- REQUIRED TASKS -
A. In the notebook extract, what value is assigned to `path_local`?
B. Using the notebook extract, explain why the function's `try` block reads the file directly from `src['filename']`.
C. Continue the notebook extract from the point where it ends.
--- PAGE EXTRACT ---
# Preparation

### Imports and libraries

In [11]:
import pandas as pd

### Global Constants

In [12]:
# base url to google drive direct download links
google_drive_baseurl = 'https://drive.google.com/uc?export=download&id='

# path to local folder of datasets
path_local = '../csv/'

### Functions

This function reads a csv dataset via **pandas** from both local and remote sources.

The input is a dictionary containing the following keys:

* `filename`
* `src_remote`
* `src_local`

Other keys may exists in the dictionary, but will not be used in thes function.

In [13]:
# funciton to read a dataset from local or remote
def read_csv_master(src, verbose=False):
  
  # this result arises when running on Colab with file uploaded to virtual machine
  try:
    return pd.read_csv( src['filename'] )
--- SUPPLIED INFORMATION ---
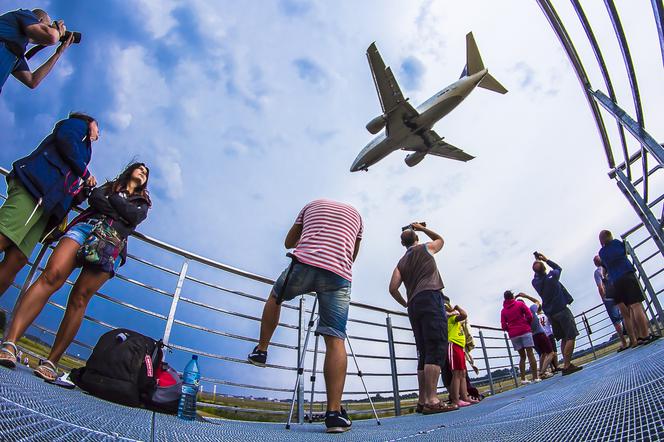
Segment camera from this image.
[60,31,83,44]
[401,221,427,232]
---
- ANSWER SET -
A. `path_local` is set to `'../csv/'`, the path to the local folder of datasets.

B. The comment above the `try` block gives the reason: this case arises when the notebook runs on Colab with the file uploaded to the virtual machine. The file can therefore be read directly by its filename.

C.
  except:
    if verbose:
      print('fail to read from filename')
    pass
  
  # this result arises when running on Jupyter
  try:
    return pd.read_csv( src['src_local'] )
  except:
    if verbose:
      print('fail to read from src_local')
    pass
  
  # this result arises when running on Colab without file uploaded to virtual machine
  try:
    return pd.read_csv( src['src_remote'] )
  except:
    if verbose:
      print('fail to read from src_remote')
    return None

This function performs a basic analisis of a dataframe based on value counts.

We can specify the columns to be analyzed or let all them by default.

We can also specify some printing parameters.

In [14]:
# function to verify value counts of a dataframe
def check_value_counts(df, cols=[], values_limit=50, print_size=15):
  
  # use all columns of the dataframe if not specified
  if len(cols) == 0:
    cols = df.columns.tolist()

  # checking counts for each column
  for col in cols:
    
    # value counts for current column
    counts = df[col].value_counts(dropna=False, ascending=True)
    
    # length of value counts
    length = counts.size
    
    # count of null values
    nulls = df[col].isnull().sum()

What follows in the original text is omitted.